TASK REQUIREMENTS:
Count the lines in the records below that contain the string "every". Output only the resulting number.

★ ★ ★ ★

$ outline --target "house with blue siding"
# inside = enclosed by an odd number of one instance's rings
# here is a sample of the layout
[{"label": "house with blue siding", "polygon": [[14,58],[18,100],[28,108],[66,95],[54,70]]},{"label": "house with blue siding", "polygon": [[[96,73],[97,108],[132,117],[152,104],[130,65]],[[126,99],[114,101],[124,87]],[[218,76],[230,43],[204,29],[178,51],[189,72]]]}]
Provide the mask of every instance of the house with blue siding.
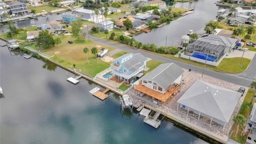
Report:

★ ★ ★ ★

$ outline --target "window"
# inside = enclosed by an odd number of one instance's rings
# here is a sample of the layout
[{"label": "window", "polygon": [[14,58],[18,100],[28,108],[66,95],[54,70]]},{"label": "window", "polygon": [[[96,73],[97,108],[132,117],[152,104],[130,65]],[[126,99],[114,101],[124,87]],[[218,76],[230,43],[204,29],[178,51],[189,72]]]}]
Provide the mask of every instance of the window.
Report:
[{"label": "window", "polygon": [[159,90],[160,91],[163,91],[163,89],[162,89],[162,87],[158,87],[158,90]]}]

★ ★ ★ ★

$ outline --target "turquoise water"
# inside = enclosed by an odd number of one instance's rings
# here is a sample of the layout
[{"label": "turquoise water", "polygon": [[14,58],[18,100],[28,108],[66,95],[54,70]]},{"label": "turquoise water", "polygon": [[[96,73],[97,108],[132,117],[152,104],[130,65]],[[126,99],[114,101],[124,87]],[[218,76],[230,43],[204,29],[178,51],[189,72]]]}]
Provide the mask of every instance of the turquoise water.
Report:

★ ★ ★ ★

ANSWER IN FULL:
3